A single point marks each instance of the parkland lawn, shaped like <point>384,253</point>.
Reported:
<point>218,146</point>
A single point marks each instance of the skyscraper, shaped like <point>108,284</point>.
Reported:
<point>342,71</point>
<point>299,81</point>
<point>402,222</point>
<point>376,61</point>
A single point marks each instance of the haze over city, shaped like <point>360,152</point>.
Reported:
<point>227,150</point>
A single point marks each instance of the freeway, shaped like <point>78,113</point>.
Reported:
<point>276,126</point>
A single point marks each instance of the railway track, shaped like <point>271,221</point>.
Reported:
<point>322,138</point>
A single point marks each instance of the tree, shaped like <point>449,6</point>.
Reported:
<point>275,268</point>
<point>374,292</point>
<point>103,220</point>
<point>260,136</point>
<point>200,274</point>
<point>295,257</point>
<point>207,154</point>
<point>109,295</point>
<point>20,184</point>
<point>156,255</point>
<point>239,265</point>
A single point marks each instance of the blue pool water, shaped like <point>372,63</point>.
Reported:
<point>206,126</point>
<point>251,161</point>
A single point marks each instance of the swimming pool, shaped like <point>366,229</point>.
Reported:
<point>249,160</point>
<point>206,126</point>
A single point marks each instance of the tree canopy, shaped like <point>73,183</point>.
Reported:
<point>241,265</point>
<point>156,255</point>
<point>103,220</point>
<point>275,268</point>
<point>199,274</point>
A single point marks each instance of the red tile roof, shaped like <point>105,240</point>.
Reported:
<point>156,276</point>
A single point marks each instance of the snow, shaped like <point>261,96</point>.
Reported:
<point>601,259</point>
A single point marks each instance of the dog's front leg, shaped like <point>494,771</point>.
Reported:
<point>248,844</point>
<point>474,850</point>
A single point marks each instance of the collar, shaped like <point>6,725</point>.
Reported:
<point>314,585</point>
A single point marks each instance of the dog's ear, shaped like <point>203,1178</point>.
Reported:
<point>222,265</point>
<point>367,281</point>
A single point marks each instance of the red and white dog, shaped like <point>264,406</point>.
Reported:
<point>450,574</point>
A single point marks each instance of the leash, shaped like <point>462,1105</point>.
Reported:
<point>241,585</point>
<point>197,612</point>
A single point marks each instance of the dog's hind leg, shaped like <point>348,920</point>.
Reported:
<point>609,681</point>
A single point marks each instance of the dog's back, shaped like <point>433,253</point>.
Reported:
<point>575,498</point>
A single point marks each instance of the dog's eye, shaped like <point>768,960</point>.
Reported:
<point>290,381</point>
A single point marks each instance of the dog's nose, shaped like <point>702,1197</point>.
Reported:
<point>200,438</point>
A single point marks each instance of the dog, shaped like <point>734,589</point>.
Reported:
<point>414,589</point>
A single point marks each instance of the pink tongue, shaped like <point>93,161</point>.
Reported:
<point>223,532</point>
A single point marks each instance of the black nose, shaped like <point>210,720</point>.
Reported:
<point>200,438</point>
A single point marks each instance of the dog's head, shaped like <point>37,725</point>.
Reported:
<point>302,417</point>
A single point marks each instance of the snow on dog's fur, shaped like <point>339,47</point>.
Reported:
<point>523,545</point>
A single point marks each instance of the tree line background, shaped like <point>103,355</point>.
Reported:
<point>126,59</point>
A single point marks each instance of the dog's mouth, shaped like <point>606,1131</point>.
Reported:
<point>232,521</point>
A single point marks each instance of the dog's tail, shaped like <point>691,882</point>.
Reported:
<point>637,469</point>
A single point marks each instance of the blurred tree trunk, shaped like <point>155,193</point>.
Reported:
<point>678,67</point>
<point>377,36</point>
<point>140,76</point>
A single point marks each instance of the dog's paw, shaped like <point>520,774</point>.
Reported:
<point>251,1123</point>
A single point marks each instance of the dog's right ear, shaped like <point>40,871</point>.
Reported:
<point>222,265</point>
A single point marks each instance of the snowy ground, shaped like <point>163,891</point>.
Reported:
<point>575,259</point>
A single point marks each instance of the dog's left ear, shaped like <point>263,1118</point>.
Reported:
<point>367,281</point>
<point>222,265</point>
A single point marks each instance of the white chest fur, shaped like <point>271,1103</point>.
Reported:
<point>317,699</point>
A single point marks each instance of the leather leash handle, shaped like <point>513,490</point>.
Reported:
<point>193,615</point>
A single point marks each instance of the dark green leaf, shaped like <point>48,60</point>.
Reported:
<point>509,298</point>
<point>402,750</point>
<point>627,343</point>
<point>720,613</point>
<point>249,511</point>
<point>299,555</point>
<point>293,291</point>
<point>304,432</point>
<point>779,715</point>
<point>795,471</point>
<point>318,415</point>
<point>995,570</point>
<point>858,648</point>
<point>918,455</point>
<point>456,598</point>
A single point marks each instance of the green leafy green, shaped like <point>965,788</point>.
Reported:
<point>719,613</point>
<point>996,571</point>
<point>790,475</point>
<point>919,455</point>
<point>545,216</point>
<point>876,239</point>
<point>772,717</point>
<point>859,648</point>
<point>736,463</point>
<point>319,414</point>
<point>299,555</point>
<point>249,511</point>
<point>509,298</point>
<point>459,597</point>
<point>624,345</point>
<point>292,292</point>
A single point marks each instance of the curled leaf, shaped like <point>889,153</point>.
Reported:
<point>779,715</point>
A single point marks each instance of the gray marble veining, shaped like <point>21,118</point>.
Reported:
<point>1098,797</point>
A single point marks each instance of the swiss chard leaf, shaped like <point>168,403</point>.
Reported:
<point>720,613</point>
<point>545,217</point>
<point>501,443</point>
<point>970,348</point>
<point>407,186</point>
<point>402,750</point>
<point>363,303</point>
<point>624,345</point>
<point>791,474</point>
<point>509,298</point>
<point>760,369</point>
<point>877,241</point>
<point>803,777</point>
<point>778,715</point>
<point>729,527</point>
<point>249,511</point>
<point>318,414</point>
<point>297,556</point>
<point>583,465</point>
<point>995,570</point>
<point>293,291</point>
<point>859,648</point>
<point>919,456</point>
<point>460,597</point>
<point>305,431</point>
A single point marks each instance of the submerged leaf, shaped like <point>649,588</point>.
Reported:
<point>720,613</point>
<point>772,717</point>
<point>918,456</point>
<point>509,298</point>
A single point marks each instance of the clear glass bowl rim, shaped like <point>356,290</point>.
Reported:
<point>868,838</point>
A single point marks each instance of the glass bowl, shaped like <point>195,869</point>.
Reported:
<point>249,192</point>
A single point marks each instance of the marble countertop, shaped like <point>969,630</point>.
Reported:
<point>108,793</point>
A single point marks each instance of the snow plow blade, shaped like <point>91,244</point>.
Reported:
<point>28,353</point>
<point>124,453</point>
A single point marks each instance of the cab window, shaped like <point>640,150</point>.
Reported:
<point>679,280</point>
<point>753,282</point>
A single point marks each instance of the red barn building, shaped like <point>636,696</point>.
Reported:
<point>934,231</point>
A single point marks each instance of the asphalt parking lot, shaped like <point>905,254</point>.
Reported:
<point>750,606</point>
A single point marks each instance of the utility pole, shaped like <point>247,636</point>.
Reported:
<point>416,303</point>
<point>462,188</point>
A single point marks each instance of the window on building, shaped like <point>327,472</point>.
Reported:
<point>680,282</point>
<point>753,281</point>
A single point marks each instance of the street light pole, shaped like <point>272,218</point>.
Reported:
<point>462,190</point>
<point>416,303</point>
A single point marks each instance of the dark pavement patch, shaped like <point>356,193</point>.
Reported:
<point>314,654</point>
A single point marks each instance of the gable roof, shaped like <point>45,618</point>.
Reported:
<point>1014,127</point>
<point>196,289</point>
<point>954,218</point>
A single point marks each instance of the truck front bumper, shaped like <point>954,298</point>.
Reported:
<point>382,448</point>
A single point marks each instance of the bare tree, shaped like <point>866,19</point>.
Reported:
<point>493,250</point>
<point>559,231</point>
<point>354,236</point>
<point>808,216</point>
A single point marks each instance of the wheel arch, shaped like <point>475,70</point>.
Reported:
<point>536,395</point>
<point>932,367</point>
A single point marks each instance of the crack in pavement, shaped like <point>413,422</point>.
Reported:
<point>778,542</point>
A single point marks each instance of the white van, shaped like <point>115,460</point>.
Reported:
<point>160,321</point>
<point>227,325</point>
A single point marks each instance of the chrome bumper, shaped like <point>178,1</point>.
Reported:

WORK REQUIRED: Write out the lines of the listing above verbatim, from the line containing "A single point marks each instance of the white chest" through the line containing "<point>193,615</point>", including both.

TASK SOLUTION:
A single point marks each instance of the white chest fur, shaped like <point>271,1103</point>.
Reported:
<point>317,699</point>
A single point marks each instance of the leather leash handle, shaped like <point>513,490</point>.
Reported:
<point>193,615</point>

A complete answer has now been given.